WHAT IS REQUIRED
Write out, word for word, every line from the one where "Please drop a marker on every instance of the sofa" occurs to the final line of the entries, and nothing beyond them.

___ AVAILABLE RECORDS

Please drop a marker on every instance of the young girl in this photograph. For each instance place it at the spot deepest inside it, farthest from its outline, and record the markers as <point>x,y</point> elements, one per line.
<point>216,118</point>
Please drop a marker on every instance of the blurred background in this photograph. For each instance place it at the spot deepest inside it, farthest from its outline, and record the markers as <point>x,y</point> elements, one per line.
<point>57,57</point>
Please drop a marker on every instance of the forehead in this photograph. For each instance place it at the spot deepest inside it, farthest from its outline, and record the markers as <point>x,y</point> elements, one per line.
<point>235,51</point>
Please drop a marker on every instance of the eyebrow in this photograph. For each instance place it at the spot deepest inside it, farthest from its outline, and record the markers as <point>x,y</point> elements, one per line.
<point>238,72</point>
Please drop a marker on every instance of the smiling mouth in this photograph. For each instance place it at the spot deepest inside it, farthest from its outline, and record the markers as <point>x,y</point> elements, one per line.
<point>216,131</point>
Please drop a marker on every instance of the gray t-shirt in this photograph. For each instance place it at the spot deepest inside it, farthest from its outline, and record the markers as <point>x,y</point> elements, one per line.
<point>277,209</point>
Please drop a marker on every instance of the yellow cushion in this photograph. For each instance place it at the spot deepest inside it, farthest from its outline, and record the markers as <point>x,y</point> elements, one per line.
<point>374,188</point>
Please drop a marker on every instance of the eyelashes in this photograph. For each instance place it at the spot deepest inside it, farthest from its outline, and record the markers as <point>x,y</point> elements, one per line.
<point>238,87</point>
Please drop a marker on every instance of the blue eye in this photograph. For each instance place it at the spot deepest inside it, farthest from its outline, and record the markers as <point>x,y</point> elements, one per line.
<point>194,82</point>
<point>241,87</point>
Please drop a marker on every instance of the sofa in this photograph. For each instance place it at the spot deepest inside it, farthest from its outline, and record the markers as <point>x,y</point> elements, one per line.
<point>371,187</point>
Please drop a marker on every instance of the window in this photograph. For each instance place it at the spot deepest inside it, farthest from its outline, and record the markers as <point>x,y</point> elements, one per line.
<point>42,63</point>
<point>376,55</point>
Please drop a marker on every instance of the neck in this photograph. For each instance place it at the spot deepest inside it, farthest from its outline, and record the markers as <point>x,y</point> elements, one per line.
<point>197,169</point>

______

FINISHED TASK
Please drop a marker on every instance of the sofa in this photograph. For each instance place it at the spot deepest inside it, farthest from its outline, and record the markers as <point>x,y</point> elements, one per line.
<point>371,187</point>
Please drop a marker on every instance of the window in this photograph. For each instance place it at the spot deepest inside it, farthest from its outline, and record the markers as <point>x,y</point> elements, one per line.
<point>42,63</point>
<point>376,55</point>
Please drop a marker on every instance of the neck in this photograph. For each instance place it at the spot deepest inside it, farthest from its outline, and record the markers as <point>x,y</point> elements, one per line.
<point>197,169</point>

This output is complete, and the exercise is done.